> _Extrait du document_:

________________________

Il y a quelques semaines mes coreligionnaires et moi-même nous étions un peu plantés sur le “WHY” d’un projet d'éventuelle association professionnelle.
J'en parle d'ailleurs abondamment ici (premier cri du coeur ayant initié ma démarche à titre personnel) et là, et ceux que cela intéresse pourront d'ailleurs nous dire si notre WHY fondateur est désormais solide (mais la présente page n'est pas le propos).
Nous étions en effet tombés dans les pièges suivants :
Nous avons confondu le “WHY” avec le “HOW” : pire même, une confusion plus subtile s’est installée avec des objectifs et des ambitions.
Car grammaticalement, nous avons bien explicité “pourquoi” il fallait aller dans cette direction : mais ce n’était pas le bon WHY.
Premier piège : se dire les uns les autres "pourquoi" on pense que c'est une bonne idée, et croire que le "WHY" a été évacué.
Nous avons amorcé de construire sans bien nous en apercevoir notre projet dans une excessive continuité avec des ambitions et objectifs business personnels.
Sous prétexte que chacun commence à répondre "parce que" : on pourrait croire que le problème a été correctement évoqué.
Première erreur contre-productive : confondre "WHY" et ambitions ou objectifs.
Le “pourquoi” est pourtant - en soi - l’aspect le plus profond et important de la question…
...en ce qu’il tient en respect le risque de l’empressement vers le “comment” - ce qui est une erreur que même les plus convaincus d’entre nous ont tendance à reproduire.
Et bien sûr : il parle avant-tout à notre système limbique, pas à notre logique.
Pour nous aider à rester vigilants, rappelons-nous l’excellent Simon Sinek :
« People don't buy what you do; they buy WHY you do it. And what you do simply proves what you believe. »

C’est très simple :
Le WHY touche à notre foi la plus intime, à notre système de valeurs.
Pour rester sur notre exemple, je ne crée pas une association “parce que” je voudrais clarifier l’offre de l’écosystème...

________________________

> _Énoncé écrit_: Dans l'extrait sur le « pourquoi » d'un projet d'association, relevez à l'identique le passage qui commence aux mots « Nous étions en » et s'arrête après « ambitions ou objectifs. ».

________________________

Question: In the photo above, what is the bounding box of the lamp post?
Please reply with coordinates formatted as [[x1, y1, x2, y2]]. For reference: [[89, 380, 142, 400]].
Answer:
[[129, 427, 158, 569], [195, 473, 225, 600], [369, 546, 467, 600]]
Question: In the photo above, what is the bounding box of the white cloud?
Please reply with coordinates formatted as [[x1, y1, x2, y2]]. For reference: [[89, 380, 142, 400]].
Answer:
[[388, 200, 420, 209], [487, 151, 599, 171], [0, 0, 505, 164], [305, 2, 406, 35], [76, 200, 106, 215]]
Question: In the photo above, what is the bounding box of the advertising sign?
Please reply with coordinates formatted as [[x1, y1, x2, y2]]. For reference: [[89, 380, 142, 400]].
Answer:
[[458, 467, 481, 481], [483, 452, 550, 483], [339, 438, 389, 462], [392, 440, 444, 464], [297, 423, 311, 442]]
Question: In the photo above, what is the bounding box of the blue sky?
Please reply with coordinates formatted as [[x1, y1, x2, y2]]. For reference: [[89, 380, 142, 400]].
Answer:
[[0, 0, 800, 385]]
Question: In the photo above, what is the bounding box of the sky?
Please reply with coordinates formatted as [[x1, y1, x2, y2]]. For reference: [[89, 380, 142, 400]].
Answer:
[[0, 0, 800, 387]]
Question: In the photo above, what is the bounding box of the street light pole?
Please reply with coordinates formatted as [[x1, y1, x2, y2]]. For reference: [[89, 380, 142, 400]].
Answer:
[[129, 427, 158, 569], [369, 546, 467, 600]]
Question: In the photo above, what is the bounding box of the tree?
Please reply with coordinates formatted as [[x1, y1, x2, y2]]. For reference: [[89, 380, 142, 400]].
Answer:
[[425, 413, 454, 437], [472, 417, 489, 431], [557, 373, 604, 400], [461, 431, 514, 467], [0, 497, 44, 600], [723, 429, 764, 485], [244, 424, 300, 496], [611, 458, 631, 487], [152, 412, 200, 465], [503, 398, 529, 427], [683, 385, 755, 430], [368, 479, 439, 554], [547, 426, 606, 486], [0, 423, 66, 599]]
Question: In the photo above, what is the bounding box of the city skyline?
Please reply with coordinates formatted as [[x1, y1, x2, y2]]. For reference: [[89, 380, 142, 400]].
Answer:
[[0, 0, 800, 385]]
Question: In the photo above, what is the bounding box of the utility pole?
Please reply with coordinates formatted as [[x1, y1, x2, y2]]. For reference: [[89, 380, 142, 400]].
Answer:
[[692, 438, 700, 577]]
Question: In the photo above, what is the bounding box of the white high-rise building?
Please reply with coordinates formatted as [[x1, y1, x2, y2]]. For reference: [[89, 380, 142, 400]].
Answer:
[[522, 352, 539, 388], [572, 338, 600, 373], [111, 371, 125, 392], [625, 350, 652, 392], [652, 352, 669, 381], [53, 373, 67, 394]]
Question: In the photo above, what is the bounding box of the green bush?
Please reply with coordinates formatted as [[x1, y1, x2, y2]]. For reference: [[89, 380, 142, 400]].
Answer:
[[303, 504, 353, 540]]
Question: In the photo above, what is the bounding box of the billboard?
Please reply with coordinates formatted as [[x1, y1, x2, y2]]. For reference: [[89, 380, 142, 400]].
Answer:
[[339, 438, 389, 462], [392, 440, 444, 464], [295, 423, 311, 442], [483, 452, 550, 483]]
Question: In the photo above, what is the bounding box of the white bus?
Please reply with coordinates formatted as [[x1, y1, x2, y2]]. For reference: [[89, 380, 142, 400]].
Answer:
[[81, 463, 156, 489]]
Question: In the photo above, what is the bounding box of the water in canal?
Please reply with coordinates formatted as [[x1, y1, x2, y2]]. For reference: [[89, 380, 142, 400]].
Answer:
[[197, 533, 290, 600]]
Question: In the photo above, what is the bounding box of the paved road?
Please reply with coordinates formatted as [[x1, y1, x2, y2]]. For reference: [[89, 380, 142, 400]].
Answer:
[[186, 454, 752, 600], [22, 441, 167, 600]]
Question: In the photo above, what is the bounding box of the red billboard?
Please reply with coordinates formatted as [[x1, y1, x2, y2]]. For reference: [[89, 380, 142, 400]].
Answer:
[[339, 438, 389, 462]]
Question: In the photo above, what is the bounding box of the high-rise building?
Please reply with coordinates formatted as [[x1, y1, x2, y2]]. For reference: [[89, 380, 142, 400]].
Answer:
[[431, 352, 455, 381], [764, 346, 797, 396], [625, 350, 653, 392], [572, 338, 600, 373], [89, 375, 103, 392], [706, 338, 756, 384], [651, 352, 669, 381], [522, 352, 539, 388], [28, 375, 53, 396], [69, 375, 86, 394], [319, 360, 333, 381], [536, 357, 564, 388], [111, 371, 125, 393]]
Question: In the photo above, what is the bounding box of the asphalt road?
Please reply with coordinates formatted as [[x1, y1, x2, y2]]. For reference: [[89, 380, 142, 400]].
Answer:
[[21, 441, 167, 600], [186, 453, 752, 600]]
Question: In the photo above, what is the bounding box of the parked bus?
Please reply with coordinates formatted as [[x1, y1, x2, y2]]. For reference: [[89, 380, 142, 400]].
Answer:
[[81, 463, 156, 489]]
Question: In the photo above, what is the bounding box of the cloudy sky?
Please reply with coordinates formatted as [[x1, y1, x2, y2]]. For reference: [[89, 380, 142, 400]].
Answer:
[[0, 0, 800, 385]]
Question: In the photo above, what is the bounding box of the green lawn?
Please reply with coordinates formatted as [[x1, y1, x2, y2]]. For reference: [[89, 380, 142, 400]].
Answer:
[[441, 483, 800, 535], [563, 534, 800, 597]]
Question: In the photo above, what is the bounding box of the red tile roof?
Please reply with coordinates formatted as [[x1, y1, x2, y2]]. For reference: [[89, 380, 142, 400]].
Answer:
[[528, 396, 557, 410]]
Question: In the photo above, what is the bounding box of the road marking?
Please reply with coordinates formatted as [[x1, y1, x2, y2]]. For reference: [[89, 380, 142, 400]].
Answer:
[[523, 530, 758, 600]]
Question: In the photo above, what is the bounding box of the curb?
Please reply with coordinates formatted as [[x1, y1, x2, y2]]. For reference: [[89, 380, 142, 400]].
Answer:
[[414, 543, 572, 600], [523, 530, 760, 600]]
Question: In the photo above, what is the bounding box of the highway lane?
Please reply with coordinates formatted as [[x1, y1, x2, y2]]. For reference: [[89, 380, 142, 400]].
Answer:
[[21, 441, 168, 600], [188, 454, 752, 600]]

________________________

> _Solution du problème_:
Nous étions en effet tombés dans les pièges suivants :
Nous avons confondu le “WHY” avec le “HOW” : pire même, une confusion plus subtile s’est installée avec des objectifs et des ambitions.
Car grammaticalement, nous avons bien explicité “pourquoi” il fallait aller dans cette direction : mais ce n’était pas le bon WHY.
Premier piège : se dire les uns les autres "pourquoi" on pense que c'est une bonne idée, et croire que le "WHY" a été évacué.
Nous avons amorcé de construire sans bien nous en apercevoir notre projet dans une excessive continuité avec des ambitions et objectifs business personnels.
Sous prétexte que chacun commence à répondre "parce que" : on pourrait croire que le problème a été correctement évoqué.
Première erreur contre-productive : confondre "WHY" et ambitions ou objectifs.